• _PASSAGE TO READ_:
--*--
Stephanie Borissov ’21, Sophie Pathak ’24 and Eya Ibrahim ’22 all participated in the summit, and they said they enjoyed learning new information and engaging in discussions with other students from around the world. 

“The summit was all about sustainability and climate change, and how we as youth and anyone interested in the cause can make a difference and change,” explained Stephanie. 

There were three keynote speakers at the summit: Elizabeth May, Parliamentary Leader of the Green Party of Canada and MP for Saanich-Gulf Islands; Barb McMahon, Founder of Sprouting Chefs; and Lilah Williamson, climate activist. 

“It was a really good reminder for youth in particular the urgency of taking action and that climate change matters,” said Eya. “All these people were telling us to pressure the adults in our community, pressure our local MPs because climate change isn’t an issue that we can just put aside, it’s something we really need to take action on and do that immediately otherwise there might not be a future—and it’s our future that is the hands of these big corporations, so it’s important that we start now.” 

Stephanie agreed with Eya, especially because the COVID-19 pandemic has pushed many issues, such as climate change, away from the forefront. 

“Elizabeth May said we need to treat the climate crisis the same way we are treating COVID-19—it is a crisis and that was really powerful to hear,” she said.
--*--
• _RECORDS PROVIDED_:
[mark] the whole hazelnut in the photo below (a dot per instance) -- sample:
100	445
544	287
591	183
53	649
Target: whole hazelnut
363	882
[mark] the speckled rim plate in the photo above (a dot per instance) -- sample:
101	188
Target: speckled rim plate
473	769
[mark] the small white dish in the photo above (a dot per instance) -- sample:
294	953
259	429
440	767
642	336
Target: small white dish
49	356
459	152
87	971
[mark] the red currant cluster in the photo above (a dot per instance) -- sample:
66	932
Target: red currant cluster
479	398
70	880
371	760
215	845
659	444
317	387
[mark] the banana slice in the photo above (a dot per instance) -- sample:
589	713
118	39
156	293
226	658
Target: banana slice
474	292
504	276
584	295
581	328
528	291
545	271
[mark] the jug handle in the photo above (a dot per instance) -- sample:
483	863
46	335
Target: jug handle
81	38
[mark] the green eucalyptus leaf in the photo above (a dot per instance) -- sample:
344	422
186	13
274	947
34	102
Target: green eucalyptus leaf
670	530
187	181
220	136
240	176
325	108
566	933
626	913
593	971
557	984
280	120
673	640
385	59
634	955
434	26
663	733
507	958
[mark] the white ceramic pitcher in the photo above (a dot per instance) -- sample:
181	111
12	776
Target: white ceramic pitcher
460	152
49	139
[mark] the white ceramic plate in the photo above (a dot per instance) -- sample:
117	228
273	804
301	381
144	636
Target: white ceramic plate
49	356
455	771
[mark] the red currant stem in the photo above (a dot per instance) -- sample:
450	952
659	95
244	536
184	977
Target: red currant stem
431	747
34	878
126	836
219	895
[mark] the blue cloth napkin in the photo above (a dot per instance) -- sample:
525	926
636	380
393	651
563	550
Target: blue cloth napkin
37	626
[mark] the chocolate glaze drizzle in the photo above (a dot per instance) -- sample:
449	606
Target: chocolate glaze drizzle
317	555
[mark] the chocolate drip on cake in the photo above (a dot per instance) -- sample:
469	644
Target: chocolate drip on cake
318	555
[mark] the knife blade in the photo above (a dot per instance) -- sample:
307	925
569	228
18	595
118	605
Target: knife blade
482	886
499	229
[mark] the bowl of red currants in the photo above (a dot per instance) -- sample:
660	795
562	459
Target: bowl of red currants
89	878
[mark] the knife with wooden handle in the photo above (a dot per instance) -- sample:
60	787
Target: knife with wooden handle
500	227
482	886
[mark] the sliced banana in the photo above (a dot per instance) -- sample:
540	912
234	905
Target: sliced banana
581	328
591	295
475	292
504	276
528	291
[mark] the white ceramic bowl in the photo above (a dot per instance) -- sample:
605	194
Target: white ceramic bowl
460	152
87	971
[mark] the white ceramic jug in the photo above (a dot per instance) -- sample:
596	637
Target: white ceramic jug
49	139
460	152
--*--
• _WORK REQUIRED_: Continue the article about the students' climate summit, starting after its final sentence.

• _ANSWER TO THE EXERCISE_:
Sophia said this was the first conference she attended online, and she was interested to see how it would work and to listen to the different speakers. 

“It was cool to see all the different perspectives and see what they had done to help with climate change,” she said. “My biggest takeaway was that you can make a difference in your community, and small actions can make a big difference.”

Overall, the students enjoyed their experience of the conference as it allowed them to not only see local, but global perspectives on issues that are important to them. 

“It was a really nice event. I know the person who was organizing it and it was nice to see someone in my community who was taking action,” said Eya. “There was a lot of global engagement and we felt empowered and it was fun to talk to different people. There were breakout rooms where we could discuss issues important to us, and there was the aspect of, what are you going to do to make a change in the community? So it was interesting to hear everyone’s ideas.”